#### REQUIREMENT
Report back every line in the data that includes the string "below".

#### RECORDS SHOWN

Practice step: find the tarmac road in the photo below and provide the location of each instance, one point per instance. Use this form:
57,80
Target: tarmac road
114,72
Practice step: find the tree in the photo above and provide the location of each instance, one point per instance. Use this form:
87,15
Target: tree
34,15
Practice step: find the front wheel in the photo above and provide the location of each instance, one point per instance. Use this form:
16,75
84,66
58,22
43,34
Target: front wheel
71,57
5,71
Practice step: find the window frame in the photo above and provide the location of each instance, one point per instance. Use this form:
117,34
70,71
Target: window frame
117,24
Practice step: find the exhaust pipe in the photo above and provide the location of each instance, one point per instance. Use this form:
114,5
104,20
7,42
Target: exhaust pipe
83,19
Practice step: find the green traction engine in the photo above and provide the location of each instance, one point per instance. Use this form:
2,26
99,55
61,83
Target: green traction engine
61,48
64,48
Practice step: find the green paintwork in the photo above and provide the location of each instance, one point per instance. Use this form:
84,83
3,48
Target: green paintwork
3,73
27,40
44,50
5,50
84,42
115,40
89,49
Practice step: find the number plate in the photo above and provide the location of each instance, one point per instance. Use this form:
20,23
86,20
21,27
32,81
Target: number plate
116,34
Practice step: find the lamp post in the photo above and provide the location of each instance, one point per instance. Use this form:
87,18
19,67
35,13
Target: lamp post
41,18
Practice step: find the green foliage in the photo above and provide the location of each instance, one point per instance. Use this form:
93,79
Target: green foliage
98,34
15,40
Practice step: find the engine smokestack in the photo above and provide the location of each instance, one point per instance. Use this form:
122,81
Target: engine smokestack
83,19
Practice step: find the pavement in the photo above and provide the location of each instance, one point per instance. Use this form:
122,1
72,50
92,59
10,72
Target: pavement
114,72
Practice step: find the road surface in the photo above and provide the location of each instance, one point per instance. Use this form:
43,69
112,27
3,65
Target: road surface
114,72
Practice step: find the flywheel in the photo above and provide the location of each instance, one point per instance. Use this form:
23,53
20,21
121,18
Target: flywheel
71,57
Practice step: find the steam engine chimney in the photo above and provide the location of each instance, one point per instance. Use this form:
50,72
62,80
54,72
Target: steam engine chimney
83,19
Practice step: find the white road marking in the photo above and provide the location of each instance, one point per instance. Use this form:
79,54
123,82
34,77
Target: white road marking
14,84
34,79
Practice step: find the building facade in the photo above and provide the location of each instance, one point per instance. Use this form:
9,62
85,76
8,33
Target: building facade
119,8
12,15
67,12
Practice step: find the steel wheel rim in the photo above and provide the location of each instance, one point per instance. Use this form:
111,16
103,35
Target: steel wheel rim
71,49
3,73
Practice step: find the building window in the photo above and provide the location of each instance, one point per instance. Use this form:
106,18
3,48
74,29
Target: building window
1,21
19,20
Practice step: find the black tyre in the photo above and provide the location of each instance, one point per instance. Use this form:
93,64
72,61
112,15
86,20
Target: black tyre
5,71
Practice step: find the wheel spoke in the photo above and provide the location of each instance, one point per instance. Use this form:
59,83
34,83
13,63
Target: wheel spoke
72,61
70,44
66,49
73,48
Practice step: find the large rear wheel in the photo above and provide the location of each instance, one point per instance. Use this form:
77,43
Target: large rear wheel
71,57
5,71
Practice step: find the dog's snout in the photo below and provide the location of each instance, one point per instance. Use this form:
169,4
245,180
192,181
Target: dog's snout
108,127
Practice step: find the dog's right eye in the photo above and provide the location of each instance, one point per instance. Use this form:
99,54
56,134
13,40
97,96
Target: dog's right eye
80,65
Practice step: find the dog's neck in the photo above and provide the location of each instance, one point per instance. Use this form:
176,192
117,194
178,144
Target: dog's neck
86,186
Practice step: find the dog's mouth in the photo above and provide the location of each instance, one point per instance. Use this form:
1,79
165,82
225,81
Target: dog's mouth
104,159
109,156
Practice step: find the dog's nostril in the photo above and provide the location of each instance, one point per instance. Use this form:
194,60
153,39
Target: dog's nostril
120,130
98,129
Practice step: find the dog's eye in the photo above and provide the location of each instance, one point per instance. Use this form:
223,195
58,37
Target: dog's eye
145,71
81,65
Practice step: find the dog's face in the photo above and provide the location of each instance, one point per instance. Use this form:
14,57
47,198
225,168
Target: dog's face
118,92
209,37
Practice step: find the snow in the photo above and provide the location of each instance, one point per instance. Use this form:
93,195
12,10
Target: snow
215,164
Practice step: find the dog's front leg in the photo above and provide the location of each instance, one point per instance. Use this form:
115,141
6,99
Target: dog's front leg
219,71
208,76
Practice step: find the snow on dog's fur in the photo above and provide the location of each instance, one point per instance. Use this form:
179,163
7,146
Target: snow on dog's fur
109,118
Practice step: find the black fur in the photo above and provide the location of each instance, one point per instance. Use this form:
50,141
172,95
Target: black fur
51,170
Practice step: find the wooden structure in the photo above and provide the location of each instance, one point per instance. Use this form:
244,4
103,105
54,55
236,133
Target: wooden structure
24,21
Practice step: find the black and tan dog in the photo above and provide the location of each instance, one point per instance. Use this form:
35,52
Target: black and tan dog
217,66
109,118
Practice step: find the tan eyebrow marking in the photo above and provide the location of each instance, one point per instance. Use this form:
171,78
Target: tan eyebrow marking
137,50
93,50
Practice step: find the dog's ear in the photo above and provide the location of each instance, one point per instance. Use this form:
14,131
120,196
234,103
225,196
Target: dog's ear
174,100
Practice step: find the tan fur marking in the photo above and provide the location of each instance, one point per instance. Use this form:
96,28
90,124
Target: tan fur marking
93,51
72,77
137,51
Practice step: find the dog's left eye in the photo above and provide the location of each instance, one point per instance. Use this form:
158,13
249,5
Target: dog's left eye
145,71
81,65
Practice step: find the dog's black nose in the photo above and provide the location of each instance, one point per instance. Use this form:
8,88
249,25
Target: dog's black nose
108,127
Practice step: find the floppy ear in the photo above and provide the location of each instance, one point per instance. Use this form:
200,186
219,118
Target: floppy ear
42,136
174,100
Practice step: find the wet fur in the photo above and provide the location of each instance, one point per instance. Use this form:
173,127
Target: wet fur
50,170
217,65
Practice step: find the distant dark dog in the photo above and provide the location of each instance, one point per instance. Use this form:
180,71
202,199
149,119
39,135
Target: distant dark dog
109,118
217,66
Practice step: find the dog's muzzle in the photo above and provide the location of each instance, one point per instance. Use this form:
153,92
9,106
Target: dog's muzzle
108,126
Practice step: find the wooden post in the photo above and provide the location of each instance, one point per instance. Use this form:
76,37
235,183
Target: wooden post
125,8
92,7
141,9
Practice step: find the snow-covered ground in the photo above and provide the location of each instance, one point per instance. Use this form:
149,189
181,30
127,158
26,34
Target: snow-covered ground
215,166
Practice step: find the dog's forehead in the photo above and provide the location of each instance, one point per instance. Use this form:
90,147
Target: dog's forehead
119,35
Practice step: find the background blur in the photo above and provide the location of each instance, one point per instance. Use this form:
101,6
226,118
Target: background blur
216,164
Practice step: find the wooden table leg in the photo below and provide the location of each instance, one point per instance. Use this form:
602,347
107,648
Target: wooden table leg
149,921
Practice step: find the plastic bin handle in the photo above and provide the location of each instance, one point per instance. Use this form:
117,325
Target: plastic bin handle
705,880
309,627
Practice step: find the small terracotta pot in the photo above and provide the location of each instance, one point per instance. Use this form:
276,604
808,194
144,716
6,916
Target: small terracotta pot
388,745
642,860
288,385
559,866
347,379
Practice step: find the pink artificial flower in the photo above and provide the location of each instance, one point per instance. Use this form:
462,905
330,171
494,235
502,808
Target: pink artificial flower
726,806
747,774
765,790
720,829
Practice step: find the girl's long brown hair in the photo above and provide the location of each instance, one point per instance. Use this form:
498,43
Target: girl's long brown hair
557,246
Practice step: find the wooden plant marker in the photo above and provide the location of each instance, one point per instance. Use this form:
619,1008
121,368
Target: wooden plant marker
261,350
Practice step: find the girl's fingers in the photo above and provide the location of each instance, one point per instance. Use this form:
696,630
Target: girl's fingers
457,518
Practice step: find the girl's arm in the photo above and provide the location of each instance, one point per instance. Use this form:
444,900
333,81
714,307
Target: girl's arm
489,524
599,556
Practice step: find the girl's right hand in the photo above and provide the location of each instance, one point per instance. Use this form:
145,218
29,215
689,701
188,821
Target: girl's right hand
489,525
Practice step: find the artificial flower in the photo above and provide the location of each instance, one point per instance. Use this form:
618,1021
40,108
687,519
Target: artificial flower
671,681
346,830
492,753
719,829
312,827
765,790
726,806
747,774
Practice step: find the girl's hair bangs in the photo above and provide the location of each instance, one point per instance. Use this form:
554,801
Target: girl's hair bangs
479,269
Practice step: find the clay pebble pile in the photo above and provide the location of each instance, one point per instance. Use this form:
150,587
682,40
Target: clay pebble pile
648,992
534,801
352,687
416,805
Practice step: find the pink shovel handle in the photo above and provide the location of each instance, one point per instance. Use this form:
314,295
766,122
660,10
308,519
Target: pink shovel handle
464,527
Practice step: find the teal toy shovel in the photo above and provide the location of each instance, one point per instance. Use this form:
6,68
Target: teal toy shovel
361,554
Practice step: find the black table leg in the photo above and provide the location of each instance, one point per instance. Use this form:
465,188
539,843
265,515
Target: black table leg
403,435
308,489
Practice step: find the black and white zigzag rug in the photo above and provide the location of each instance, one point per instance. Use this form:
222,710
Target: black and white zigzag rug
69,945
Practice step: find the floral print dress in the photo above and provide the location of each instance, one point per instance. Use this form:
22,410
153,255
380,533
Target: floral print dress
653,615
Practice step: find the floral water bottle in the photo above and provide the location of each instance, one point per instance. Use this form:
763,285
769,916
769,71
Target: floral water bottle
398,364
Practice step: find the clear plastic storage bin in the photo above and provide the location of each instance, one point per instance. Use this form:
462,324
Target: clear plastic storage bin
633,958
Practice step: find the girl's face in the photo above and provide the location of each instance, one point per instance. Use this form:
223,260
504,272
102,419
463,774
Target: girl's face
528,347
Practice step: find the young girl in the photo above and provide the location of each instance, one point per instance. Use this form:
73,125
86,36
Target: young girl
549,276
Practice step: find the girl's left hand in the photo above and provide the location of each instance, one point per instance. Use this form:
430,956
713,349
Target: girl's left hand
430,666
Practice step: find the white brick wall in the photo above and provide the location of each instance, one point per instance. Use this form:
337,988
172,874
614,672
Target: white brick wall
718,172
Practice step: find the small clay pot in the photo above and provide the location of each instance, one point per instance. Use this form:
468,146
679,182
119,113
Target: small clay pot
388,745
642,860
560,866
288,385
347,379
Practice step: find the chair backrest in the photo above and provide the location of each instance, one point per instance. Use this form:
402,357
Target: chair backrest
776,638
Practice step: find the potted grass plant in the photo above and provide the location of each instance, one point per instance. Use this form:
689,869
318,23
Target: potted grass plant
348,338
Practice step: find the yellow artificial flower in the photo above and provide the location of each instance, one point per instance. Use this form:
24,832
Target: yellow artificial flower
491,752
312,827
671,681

#### RESPONSE FOR THIS EXERCISE
Practice step: find the tarmac road in the photo below and provide the location of each instance, one point per instance. Use this form:
Practice step: find the dog's snout in the photo below and provide the location of each instance, one point per instance. Use this form:
Practice step: find the wooden table leg in the photo below and provide the location of each instance, one point per instance. Use this form:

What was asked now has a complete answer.